• **Exercise prompt**
Starting with the line that contains "woman's left hand with a single marker.", copy every line through the end of the data below, exactly and with nothing added.

• **The input**
+-------+

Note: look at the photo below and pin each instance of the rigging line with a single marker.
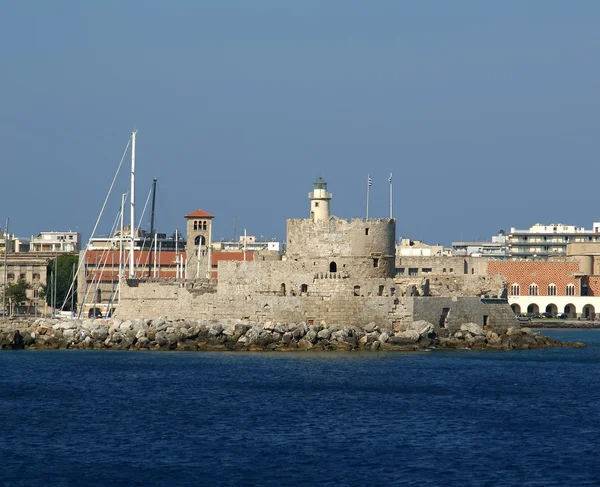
(82, 259)
(139, 226)
(103, 260)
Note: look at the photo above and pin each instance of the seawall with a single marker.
(161, 334)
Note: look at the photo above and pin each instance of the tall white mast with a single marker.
(131, 257)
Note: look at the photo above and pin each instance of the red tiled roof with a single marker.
(228, 255)
(199, 214)
(108, 257)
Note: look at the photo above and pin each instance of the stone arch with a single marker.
(95, 313)
(532, 290)
(589, 311)
(570, 310)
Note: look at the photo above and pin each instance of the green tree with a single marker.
(64, 280)
(17, 292)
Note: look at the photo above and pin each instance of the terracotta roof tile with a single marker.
(199, 214)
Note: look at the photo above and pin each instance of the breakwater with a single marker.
(163, 334)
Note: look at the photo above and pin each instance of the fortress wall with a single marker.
(150, 299)
(462, 310)
(351, 244)
(288, 277)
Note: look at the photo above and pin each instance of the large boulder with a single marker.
(423, 328)
(473, 329)
(408, 337)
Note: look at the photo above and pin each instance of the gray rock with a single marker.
(423, 328)
(371, 327)
(473, 329)
(324, 334)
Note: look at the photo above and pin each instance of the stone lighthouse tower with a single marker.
(319, 201)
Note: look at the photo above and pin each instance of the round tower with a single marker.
(319, 201)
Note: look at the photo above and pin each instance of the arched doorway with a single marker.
(95, 313)
(570, 311)
(589, 312)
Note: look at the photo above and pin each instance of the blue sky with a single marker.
(485, 112)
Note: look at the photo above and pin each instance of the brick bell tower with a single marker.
(198, 244)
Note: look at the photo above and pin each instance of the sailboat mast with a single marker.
(131, 257)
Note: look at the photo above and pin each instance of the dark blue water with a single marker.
(459, 418)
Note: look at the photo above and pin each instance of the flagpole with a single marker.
(368, 191)
(391, 195)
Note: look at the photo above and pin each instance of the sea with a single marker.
(451, 418)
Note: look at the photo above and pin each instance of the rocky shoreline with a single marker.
(185, 335)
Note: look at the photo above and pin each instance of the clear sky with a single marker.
(487, 113)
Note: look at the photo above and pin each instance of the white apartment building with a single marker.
(55, 242)
(548, 240)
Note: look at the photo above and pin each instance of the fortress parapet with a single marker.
(362, 248)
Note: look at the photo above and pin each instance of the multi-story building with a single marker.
(497, 248)
(32, 268)
(417, 248)
(548, 240)
(55, 242)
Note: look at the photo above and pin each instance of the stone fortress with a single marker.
(335, 272)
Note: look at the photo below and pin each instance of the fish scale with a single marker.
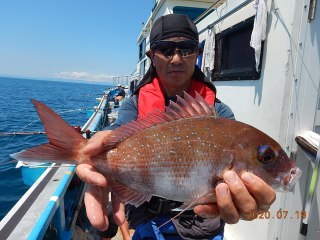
(172, 155)
(174, 168)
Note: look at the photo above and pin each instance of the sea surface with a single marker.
(17, 113)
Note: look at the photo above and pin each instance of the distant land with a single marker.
(58, 80)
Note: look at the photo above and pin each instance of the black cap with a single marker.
(173, 25)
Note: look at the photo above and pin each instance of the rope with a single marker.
(277, 9)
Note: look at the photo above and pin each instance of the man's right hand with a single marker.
(96, 197)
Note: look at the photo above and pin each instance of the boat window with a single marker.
(199, 60)
(142, 49)
(142, 68)
(234, 58)
(192, 12)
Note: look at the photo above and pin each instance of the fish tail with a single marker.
(64, 144)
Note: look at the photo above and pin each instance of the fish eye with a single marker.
(266, 154)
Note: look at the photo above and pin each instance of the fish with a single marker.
(179, 154)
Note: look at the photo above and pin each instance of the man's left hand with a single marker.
(237, 197)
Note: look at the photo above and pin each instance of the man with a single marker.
(120, 96)
(174, 51)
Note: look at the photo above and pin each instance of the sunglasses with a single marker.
(167, 48)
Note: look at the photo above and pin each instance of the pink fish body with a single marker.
(180, 155)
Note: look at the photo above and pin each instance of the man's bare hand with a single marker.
(238, 196)
(96, 197)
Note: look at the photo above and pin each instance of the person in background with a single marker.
(120, 96)
(174, 51)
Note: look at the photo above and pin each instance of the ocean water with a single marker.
(17, 111)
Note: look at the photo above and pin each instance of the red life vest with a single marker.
(152, 95)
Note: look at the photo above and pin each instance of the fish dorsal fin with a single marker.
(183, 108)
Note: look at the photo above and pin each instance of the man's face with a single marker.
(176, 71)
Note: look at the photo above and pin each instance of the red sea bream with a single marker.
(180, 154)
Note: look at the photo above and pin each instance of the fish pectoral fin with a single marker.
(127, 195)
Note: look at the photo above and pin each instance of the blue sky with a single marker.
(70, 39)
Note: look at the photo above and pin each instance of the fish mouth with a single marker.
(291, 179)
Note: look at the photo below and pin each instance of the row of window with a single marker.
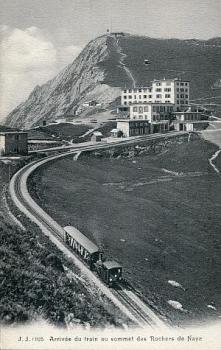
(182, 102)
(182, 96)
(168, 83)
(165, 90)
(135, 96)
(154, 117)
(181, 84)
(138, 90)
(135, 102)
(181, 90)
(191, 117)
(158, 109)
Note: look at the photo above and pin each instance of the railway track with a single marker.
(133, 306)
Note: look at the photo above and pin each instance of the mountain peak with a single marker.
(113, 61)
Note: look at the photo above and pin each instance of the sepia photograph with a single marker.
(110, 174)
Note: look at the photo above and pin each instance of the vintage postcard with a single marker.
(110, 174)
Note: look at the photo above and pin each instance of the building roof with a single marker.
(4, 128)
(115, 130)
(171, 79)
(13, 132)
(112, 265)
(148, 103)
(133, 120)
(97, 133)
(82, 239)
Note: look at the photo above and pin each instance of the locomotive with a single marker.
(109, 271)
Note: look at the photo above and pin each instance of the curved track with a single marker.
(126, 300)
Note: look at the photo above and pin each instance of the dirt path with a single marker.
(121, 61)
(214, 156)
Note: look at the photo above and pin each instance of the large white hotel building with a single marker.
(171, 91)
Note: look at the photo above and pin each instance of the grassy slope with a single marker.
(171, 228)
(38, 282)
(169, 58)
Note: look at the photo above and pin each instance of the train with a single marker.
(109, 271)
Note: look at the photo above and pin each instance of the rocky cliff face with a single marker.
(65, 94)
(111, 62)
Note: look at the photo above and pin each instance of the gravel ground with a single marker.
(158, 215)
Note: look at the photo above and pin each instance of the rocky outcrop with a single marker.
(111, 62)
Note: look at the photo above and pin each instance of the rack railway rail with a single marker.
(128, 302)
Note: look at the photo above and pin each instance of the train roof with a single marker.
(82, 239)
(112, 265)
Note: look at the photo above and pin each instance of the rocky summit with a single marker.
(114, 61)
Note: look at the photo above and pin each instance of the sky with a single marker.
(40, 37)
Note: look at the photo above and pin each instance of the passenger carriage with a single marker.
(82, 246)
(110, 272)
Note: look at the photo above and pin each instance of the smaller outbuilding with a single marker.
(13, 142)
(116, 133)
(96, 136)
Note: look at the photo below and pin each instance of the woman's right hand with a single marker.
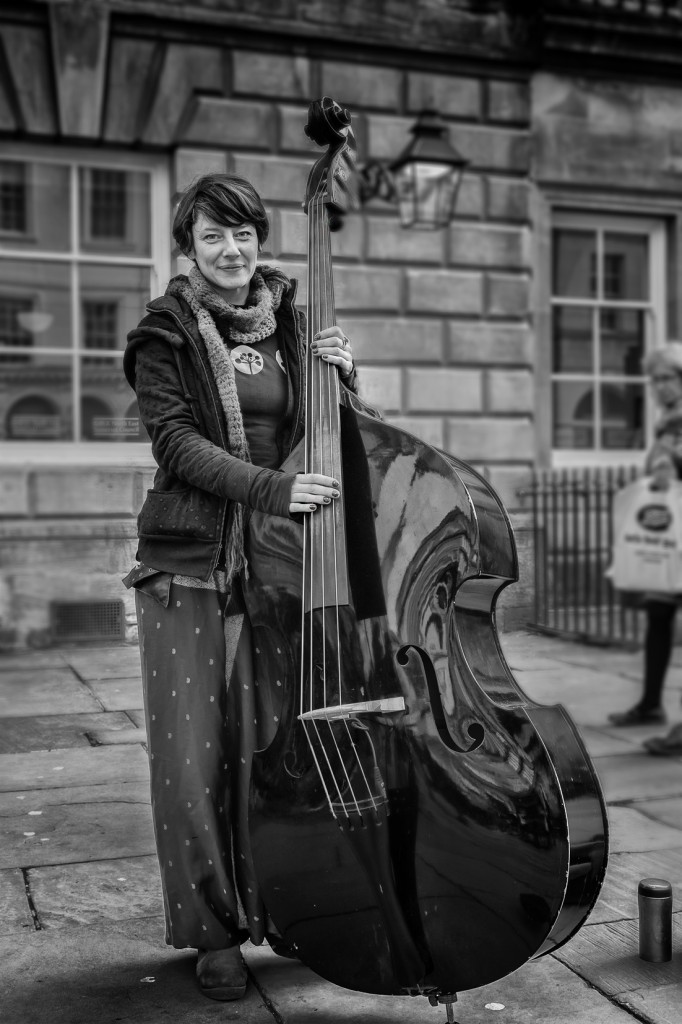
(310, 489)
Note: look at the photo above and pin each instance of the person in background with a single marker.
(664, 464)
(218, 367)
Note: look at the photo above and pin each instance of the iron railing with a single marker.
(663, 9)
(573, 536)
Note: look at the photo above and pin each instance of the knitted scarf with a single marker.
(242, 325)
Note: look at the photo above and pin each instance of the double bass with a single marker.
(418, 824)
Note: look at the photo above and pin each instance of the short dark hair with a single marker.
(226, 199)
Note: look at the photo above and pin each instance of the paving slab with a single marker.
(107, 737)
(94, 892)
(64, 830)
(668, 811)
(121, 971)
(601, 742)
(637, 776)
(103, 663)
(661, 1005)
(14, 910)
(136, 716)
(624, 875)
(607, 956)
(46, 732)
(119, 694)
(541, 992)
(632, 830)
(32, 659)
(79, 766)
(58, 691)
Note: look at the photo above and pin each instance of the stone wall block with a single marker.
(13, 493)
(289, 233)
(510, 391)
(492, 439)
(367, 288)
(80, 492)
(356, 84)
(508, 100)
(275, 178)
(450, 94)
(488, 343)
(382, 388)
(390, 243)
(270, 75)
(470, 201)
(190, 164)
(443, 390)
(233, 122)
(427, 428)
(393, 340)
(486, 246)
(507, 481)
(508, 295)
(386, 136)
(497, 148)
(292, 136)
(508, 200)
(444, 292)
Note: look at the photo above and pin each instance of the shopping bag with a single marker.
(647, 538)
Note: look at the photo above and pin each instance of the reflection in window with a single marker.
(13, 198)
(108, 204)
(100, 324)
(34, 417)
(71, 289)
(601, 315)
(12, 334)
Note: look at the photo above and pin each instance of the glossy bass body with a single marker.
(467, 832)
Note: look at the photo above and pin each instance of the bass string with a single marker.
(325, 383)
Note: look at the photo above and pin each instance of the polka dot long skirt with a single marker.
(202, 719)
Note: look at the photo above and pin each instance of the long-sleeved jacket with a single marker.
(182, 523)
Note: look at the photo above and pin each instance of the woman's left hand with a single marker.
(333, 346)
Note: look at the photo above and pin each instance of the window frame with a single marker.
(556, 210)
(159, 263)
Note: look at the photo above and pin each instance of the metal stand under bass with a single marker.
(419, 826)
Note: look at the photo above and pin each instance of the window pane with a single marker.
(571, 340)
(34, 206)
(113, 300)
(574, 263)
(622, 341)
(36, 402)
(573, 415)
(109, 410)
(115, 211)
(623, 416)
(35, 307)
(626, 266)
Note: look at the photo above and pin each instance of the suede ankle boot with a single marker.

+-------+

• **The completed task**
Note: look at the photo above and pin each instance of the woman's left hand with a single marker.
(333, 346)
Note: look at the photo above and pin each instance of the window frame with a single marker.
(556, 210)
(159, 263)
Note: look at the photo above and pin each instance of the metal stand under bass with a single marker.
(419, 826)
Note: look at the photo above and pin each instance of the window pane with a single marker.
(571, 340)
(34, 206)
(113, 300)
(574, 263)
(622, 341)
(36, 402)
(573, 415)
(109, 410)
(115, 211)
(623, 416)
(35, 307)
(626, 266)
Note: look at the photo above and pin each instance of the suede ankle boot with a single marker.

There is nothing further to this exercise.